Aim of the exercise
Reproduce the lines of the material below verbatim, from the line containing "for headlight and provide bounding boxes." up to and including the line containing "[462,600,540,716]", leaving out any pictures.

Image region labeling entries
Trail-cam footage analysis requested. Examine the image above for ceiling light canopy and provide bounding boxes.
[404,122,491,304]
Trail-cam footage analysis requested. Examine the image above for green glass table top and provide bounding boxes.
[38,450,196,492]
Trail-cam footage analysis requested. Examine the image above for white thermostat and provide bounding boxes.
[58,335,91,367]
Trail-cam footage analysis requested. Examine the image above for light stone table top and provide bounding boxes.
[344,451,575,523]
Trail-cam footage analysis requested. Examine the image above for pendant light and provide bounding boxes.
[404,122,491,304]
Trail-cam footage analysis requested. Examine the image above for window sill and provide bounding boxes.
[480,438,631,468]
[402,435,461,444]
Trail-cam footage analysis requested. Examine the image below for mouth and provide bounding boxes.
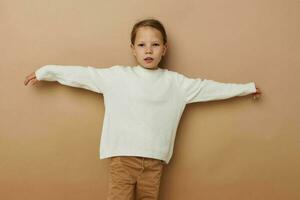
[144,57,154,63]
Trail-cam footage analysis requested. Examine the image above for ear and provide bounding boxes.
[130,44,136,56]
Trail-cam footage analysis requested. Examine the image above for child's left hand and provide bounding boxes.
[252,87,261,99]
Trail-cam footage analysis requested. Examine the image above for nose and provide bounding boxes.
[146,47,152,53]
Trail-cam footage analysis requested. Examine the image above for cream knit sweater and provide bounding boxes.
[36,65,256,163]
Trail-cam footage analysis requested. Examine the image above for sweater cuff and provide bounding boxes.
[246,82,256,94]
[35,65,48,81]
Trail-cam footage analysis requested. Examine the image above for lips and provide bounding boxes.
[144,57,153,60]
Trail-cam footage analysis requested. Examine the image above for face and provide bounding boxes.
[131,26,167,69]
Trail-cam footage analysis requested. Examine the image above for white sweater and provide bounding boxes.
[36,65,256,163]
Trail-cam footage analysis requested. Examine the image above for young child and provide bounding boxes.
[24,19,261,200]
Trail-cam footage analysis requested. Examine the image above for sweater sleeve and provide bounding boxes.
[177,74,256,104]
[35,65,113,93]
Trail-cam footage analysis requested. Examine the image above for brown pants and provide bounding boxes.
[107,156,165,200]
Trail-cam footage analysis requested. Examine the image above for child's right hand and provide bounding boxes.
[24,72,39,85]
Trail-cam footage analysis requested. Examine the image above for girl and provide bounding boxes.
[24,19,261,200]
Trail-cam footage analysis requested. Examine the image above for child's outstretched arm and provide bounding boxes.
[177,74,261,104]
[24,65,110,93]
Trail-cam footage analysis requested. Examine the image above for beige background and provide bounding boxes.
[0,0,300,200]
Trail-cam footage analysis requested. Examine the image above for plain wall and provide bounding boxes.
[0,0,300,200]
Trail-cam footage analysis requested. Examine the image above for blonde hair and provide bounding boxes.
[131,18,167,45]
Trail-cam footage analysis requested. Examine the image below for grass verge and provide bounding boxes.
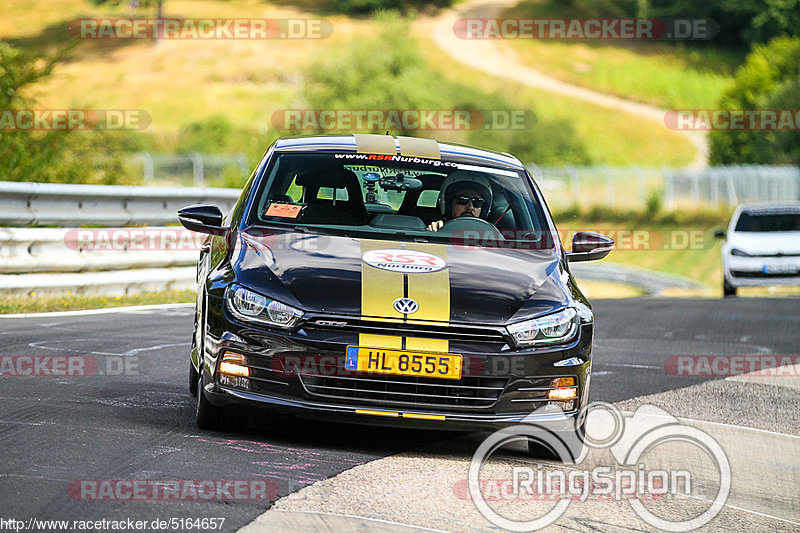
[503,0,743,109]
[0,291,197,314]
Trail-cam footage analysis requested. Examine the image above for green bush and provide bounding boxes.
[304,13,591,165]
[709,37,800,165]
[0,42,146,184]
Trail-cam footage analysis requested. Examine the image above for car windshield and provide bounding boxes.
[249,153,552,248]
[736,211,800,232]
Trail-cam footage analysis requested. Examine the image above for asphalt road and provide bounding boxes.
[0,299,800,531]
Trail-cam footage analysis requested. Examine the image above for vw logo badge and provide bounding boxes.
[394,298,419,315]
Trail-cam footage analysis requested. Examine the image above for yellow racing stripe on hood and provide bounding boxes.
[358,239,403,349]
[406,243,450,352]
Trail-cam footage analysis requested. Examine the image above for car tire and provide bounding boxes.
[189,357,200,396]
[528,426,585,464]
[722,279,736,296]
[196,372,225,431]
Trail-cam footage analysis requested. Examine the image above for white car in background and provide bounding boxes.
[718,202,800,296]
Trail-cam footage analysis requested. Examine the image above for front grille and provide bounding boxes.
[731,270,800,279]
[300,374,508,408]
[303,317,506,345]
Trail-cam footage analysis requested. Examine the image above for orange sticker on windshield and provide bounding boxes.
[266,204,303,218]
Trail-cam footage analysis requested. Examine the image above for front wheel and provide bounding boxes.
[196,372,225,430]
[722,279,736,296]
[528,425,586,464]
[189,359,200,396]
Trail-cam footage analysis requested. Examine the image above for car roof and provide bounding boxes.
[275,134,525,170]
[736,202,800,215]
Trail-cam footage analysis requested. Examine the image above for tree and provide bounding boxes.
[709,37,800,164]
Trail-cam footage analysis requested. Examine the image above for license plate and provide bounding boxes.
[762,265,798,274]
[345,346,462,379]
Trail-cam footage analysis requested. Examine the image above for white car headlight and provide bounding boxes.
[506,307,578,347]
[225,285,303,328]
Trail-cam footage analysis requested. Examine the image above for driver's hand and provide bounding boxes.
[428,220,444,231]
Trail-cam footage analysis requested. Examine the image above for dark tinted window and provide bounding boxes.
[736,212,800,232]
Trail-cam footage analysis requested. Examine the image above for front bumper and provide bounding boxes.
[722,254,800,287]
[198,298,593,431]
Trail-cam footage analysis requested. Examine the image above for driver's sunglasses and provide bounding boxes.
[455,196,485,209]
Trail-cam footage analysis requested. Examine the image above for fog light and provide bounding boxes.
[547,387,578,401]
[550,377,575,388]
[219,352,250,377]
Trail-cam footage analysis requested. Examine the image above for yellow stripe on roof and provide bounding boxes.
[353,133,397,155]
[397,136,442,159]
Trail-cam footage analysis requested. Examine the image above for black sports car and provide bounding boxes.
[179,134,614,448]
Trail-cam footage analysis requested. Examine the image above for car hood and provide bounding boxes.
[232,232,570,325]
[728,231,800,255]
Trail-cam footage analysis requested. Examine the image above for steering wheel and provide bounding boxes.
[439,217,503,239]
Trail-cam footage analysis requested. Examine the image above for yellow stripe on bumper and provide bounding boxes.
[401,413,444,420]
[356,409,400,418]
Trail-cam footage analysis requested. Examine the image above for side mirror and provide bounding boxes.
[178,205,228,235]
[567,231,614,263]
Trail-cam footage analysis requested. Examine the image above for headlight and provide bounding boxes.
[506,307,578,347]
[225,285,303,328]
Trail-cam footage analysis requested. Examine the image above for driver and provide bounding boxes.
[428,170,492,231]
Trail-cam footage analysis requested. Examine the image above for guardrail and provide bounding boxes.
[0,182,240,296]
[0,181,241,226]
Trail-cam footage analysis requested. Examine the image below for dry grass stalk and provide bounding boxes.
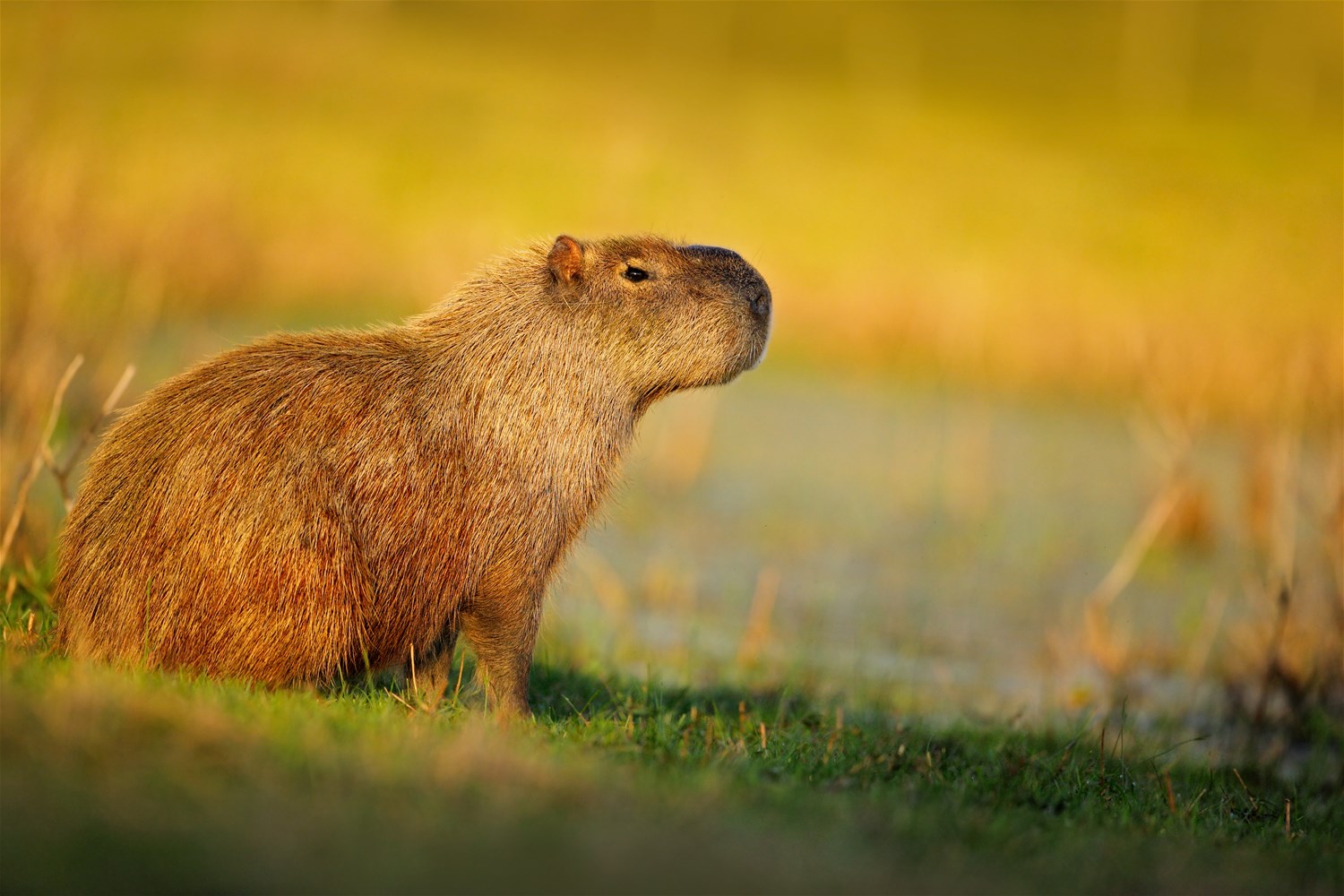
[738,567,780,667]
[0,355,83,565]
[1085,478,1182,676]
[43,364,136,513]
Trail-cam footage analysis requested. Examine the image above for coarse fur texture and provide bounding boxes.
[54,237,771,712]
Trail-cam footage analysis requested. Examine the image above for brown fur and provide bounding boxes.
[56,237,771,712]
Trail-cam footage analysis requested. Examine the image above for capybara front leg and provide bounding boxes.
[409,629,457,708]
[462,600,540,716]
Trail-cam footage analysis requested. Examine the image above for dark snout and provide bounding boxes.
[685,246,771,323]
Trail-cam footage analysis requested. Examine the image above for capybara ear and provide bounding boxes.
[546,235,583,283]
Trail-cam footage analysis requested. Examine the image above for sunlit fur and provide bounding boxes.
[56,237,771,712]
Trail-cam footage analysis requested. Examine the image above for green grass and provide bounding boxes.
[0,620,1344,892]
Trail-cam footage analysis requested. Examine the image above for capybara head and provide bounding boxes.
[547,237,771,393]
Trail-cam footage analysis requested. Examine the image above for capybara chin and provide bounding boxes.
[54,237,771,712]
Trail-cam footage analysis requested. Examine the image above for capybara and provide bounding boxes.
[54,237,771,713]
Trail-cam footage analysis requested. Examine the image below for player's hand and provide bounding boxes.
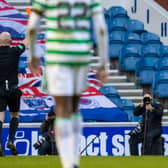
[29,56,42,76]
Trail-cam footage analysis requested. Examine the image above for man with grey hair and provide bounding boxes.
[0,32,25,156]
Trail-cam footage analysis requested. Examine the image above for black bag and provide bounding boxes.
[152,137,164,155]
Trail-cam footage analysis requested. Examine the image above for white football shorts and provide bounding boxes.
[46,65,88,96]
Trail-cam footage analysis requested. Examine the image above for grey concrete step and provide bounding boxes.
[6,0,31,5]
[118,89,143,97]
[108,75,127,83]
[121,96,143,103]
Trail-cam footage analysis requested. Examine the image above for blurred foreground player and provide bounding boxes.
[28,0,108,168]
[0,32,25,156]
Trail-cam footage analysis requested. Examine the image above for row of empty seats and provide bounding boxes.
[100,6,168,98]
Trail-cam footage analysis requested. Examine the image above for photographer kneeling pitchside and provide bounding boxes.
[129,93,164,155]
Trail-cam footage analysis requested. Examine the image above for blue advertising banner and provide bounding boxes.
[2,123,168,156]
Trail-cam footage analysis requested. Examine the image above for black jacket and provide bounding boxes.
[134,102,163,134]
[0,44,25,86]
[40,119,55,142]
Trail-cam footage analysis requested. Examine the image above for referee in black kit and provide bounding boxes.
[0,32,25,156]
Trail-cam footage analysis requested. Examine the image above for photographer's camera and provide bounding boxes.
[33,137,45,149]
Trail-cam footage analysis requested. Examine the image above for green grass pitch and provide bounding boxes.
[0,156,168,168]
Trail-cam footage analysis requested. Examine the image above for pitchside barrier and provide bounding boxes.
[2,122,168,156]
[102,0,168,45]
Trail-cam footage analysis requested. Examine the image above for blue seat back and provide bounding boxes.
[125,32,142,44]
[141,32,161,44]
[99,85,119,97]
[127,19,145,34]
[108,6,128,18]
[160,45,168,57]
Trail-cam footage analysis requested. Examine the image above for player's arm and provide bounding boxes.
[93,12,108,78]
[27,11,41,76]
[27,11,41,60]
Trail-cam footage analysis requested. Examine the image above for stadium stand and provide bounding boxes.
[8,0,167,121]
[155,0,168,10]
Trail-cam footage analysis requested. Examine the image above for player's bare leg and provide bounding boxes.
[54,96,74,168]
[0,111,5,156]
[7,112,19,155]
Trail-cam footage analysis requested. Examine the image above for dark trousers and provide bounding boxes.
[38,140,58,155]
[129,129,163,156]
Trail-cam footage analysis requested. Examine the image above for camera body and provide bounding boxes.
[128,122,143,136]
[143,97,151,105]
[33,137,46,149]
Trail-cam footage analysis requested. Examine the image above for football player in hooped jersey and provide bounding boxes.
[28,0,108,168]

Task output
Trail-cam footage analysis requested. Examine the image above for headlight and provide bounding boxes.
[506,307,578,347]
[225,285,303,328]
Trail-cam footage analysis requested. Examine the image above for driver and provide bounding boxes.
[428,170,492,231]
Trail-cam footage analysis requested. Examine the image above for guardrail and provide bounding boxes.
[0,182,240,296]
[0,181,241,226]
Trail-cam footage analysis requested. Examine the image below for dry grass stalk and provide bounding boxes.
[738,567,780,667]
[0,355,83,565]
[1085,478,1182,676]
[43,364,136,513]
Trail-cam footage analysis requested. Examine the image above for coarse fur texture and provide bounding boxes.
[54,237,771,712]
Trail-cam footage analysis requested. Examine the image above for brown fur and provide bounding boxes.
[56,237,771,712]
Trail-cam footage analysis requested. Examine the image above for capybara front leg and provide bounding boxes.
[409,629,457,708]
[462,600,540,716]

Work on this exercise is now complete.